Metin Bölümü:

↓↓↓

O diktatörün yani Saddam'ın, Irak'ın başına kimler tarafından bela edildiğini, sürekli beslenip büyütüldüğünü anlatmıyor. ABD'nin sürekli olarak Saddam, Ladin gibi adamları yetiştirip dünyanın başına bela ettiğini, Baas, Taliban gibi rejimlere iktidar ve despotizm yolunu açtığını, işi bittiği anda da 'terör' bahanesiyle savaş açıp petrol ve enerji kaynaklarının üstüne konduğunu anlatmıyor
Dünkü Hürriyet'in ana sayfasını ömrüm boyunca saklayacağım. Hatta çerçeveleteceğim ve evimin duvarına asıp, çocuklarım da unutmasınlar diye altına şöyle yazacağım: "Gazeteciliğin Utanç Levhası" .
Pazarcı: İnsan olmak
Emin Pazarcı da aynı gazetede yayınlanan "İnsan Olmak" başlıklı yazısında şunları belirtti.
"...Hürriyet Gazetesi Genel Yayın Yönetmeni Ertuğrul Özkök , hemen kaleme sarıldı: "Bu, geç kalmış bir beyaz bayrak!" Ve şu yorumu yaptı: "Çukurdan bozma bir siperde iki zavallı Iraklı asker. Birinin elinde ucu henüz siperden çıkmamış bir beyaz bayrak. Belli ki, ölüm onları teslim olmaya hazırlanırken yakalamış. Bu fotoğrafı herhalde uzun zaman unutmayacağız." Doğru, unutmayacağız! Ama, nasıl? Ertuğrul Özkök 'ün yazdığı gibi mi, yoksa bir vahşetin ve kural tanımayan bir savaşın fotoğrafı olarak mı?
Acaba, bu geç kalmış bir bayrak mıydı? Iraklı askerler, bu bayrağı sallamaya vakit bulamadan mı öldürülmüşlerdi? Olaya İngiliz ve Amerikan gözlüğü ile bakarsanız, evet.

↑↑↑

Gösterilen Veriler:
↓↓↓

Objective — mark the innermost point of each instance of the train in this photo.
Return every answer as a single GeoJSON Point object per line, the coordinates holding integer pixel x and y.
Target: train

↑↑↑

Yapacaklarınız:
1. Metin bölümünde "O diktatörün yani" sözlerinden başlayıp "yazısında şunları belirtti." sözlerine kadar uzanan her şeyi kelimesi kelimesine aktarın.
2. Metin bölümünde "...Hürriyet Gazetesi Genel Yayın Yönetmeni" sözleriyle başlayan paragrafı, ana bilgilerini koruyarak madde işaretli bir liste hâlinde yeniden yazın.

Alıştırma Sonuçları:
1.
O diktatörün yani Saddam'ın, Irak'ın başına kimler tarafından bela edildiğini, sürekli beslenip büyütüldüğünü anlatmıyor. ABD'nin sürekli olarak Saddam, Ladin gibi adamları yetiştirip dünyanın başına bela ettiğini, Baas, Taliban gibi rejimlere iktidar ve despotizm yolunu açtığını, işi bittiği anda da 'terör' bahanesiyle savaş açıp petrol ve enerji kaynaklarının üstüne konduğunu anlatmıyor
Dünkü Hürriyet'in ana sayfasını ömrüm boyunca saklayacağım. Hatta çerçeveleteceğim ve evimin duvarına asıp, çocuklarım da unutmasınlar diye altına şöyle yazacağım: "Gazeteciliğin Utanç Levhası" .
Pazarcı: İnsan olmak
Emin Pazarcı da aynı gazetede yayınlanan "İnsan Olmak" başlıklı yazısında şunları belirtti.

2.
- Hürriyet Gazetesi Genel Yayın Yönetmeni Ertuğrul Özkök, fotoğraf hakkında "Bu, geç kalmış bir beyaz bayrak!" diye yazdı.
- Özkök'e göre fotoğrafta çukurdan bozma bir siperde iki Iraklı asker vardı. Birinin elindeki beyaz bayrağın ucu henüz siperden çıkmamıştı.
- Özkök, ölümün askerleri teslim olmaya hazırlanırken yakaladığını ve bu fotoğrafın uzun zaman unutulmayacağını belirtti.
- Yazar fotoğrafın unutulmayacağını kabul ediyor. Ancak bunun Özkök'ün yazdığı biçimde mi, yoksa bir vahşetin ve kural tanımayan bir savaşın fotoğrafı olarak mı olacağını soruyor.